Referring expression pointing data

- Opening Delimiter -

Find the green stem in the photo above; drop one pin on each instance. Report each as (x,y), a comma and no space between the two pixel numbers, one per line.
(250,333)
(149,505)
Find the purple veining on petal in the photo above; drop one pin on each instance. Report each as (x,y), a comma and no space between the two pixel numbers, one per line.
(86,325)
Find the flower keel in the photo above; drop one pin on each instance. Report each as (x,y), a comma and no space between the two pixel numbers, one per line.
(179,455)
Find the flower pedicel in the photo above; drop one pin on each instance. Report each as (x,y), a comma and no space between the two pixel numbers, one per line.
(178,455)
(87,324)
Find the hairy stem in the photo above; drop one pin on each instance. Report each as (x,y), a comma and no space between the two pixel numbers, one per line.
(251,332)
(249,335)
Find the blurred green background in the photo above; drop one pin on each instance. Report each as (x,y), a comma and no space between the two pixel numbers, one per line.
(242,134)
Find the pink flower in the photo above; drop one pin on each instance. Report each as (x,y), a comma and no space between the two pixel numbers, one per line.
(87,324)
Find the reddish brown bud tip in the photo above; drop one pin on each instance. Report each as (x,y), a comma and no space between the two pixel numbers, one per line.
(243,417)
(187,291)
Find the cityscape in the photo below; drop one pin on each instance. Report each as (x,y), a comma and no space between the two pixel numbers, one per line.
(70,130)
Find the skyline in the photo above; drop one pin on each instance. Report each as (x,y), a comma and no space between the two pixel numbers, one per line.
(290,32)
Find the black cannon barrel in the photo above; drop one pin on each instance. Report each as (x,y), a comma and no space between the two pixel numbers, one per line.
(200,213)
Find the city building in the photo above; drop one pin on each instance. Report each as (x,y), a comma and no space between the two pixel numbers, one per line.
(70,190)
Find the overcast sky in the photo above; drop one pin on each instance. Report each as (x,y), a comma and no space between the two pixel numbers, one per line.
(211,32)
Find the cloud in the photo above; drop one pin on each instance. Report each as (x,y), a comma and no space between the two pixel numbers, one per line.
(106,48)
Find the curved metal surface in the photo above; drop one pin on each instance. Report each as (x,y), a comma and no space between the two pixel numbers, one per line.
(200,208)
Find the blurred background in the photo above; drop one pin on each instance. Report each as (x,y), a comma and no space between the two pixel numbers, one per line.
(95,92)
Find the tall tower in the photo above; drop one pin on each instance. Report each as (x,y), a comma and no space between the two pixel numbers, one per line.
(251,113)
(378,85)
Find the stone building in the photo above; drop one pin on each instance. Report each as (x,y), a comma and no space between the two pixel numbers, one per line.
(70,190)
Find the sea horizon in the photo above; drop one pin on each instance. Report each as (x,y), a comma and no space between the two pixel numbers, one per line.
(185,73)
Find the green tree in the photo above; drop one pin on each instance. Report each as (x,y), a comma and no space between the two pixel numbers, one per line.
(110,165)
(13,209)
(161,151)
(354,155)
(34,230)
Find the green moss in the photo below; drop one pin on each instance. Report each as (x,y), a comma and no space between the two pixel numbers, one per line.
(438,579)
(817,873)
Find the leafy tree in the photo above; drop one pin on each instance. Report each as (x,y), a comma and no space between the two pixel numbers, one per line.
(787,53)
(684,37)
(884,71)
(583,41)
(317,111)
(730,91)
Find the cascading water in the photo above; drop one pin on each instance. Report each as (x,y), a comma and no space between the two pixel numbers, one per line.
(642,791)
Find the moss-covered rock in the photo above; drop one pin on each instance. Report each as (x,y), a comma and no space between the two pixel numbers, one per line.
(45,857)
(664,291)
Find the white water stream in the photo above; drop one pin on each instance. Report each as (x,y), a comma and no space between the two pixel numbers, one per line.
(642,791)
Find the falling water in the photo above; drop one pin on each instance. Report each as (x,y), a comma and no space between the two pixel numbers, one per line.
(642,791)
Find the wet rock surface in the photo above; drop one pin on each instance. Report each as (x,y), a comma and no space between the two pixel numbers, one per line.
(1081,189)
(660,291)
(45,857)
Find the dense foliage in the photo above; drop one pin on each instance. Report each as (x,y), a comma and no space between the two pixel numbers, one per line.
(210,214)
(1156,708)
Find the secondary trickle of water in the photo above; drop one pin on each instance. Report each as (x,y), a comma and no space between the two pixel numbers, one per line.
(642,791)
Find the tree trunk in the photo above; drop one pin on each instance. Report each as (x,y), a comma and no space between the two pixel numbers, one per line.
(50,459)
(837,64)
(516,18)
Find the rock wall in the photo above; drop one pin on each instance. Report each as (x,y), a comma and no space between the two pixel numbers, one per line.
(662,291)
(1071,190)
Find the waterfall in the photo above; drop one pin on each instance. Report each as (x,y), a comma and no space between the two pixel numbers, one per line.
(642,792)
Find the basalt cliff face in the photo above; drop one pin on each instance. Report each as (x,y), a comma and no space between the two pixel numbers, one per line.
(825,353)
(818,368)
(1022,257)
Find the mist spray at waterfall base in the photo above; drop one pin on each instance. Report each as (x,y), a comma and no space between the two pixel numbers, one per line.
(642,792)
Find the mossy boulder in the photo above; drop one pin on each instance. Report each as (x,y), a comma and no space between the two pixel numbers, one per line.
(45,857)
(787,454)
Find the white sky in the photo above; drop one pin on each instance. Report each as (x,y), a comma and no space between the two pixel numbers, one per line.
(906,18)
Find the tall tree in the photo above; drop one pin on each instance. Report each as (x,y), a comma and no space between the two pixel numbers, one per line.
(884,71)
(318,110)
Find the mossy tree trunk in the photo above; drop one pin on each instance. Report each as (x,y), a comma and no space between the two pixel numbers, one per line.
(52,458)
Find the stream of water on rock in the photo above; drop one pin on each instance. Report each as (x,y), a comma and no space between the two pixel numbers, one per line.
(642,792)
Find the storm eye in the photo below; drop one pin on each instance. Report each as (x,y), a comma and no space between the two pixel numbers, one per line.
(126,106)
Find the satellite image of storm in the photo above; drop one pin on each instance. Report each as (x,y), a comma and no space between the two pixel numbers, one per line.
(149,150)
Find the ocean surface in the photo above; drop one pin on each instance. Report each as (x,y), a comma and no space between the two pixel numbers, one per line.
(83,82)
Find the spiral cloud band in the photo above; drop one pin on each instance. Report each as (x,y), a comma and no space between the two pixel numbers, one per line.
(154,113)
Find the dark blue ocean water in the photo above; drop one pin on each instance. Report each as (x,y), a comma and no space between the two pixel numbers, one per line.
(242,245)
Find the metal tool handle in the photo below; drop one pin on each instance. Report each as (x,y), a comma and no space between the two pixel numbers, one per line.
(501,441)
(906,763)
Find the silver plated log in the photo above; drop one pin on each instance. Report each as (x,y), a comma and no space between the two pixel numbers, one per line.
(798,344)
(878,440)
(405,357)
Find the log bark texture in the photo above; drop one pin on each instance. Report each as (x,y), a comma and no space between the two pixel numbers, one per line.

- Closing Delimiter -

Keep only the lines from the line with "Find the silver" to the end of the records above, and repeat them exactly.

Find the silver plated log in the photo above; drop one pin on each instance. Report each as (x,y), a comma and no space between the two pixel numbers, one per line.
(798,344)
(878,440)
(405,357)
Find the log bark texture in the photo above; drop one pin on each instance. Report each as (x,y), a comma and no space between the two pixel numbers, one per line.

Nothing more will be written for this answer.